··· EXTRACTED MATERIAL
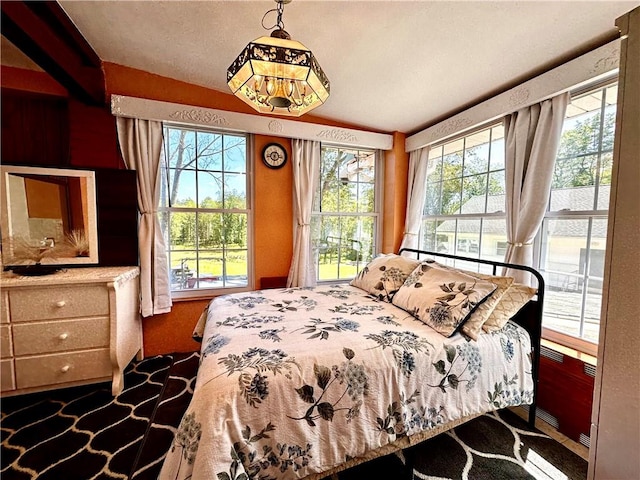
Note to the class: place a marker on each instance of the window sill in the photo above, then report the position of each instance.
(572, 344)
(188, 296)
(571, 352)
······
··· EXTRACTED MATERIAL
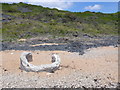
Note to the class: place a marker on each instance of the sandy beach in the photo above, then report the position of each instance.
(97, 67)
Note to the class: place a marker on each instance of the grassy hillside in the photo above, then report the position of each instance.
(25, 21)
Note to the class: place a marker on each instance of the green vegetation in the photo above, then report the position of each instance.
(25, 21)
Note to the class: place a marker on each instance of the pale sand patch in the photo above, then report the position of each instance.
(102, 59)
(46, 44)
······
··· EXTRACTED MATERIAL
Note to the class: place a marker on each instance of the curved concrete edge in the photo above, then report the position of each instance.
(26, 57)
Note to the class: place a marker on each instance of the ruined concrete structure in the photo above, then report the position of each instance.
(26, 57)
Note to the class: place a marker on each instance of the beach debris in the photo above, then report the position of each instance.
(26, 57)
······
> _REQUIRED TASK_
Find every line in the material above that contains the word "concrete", matching case exactly, and copy each of those lines in full.

> _SOLUTION TO THE PROBLEM_
Note to the class: place a marker on each instance of the curved concrete edge in the photo above, then report the position of each instance.
Note to the class: place a marker on each instance of the ruined concrete structure in the photo above, then report the position of each instance.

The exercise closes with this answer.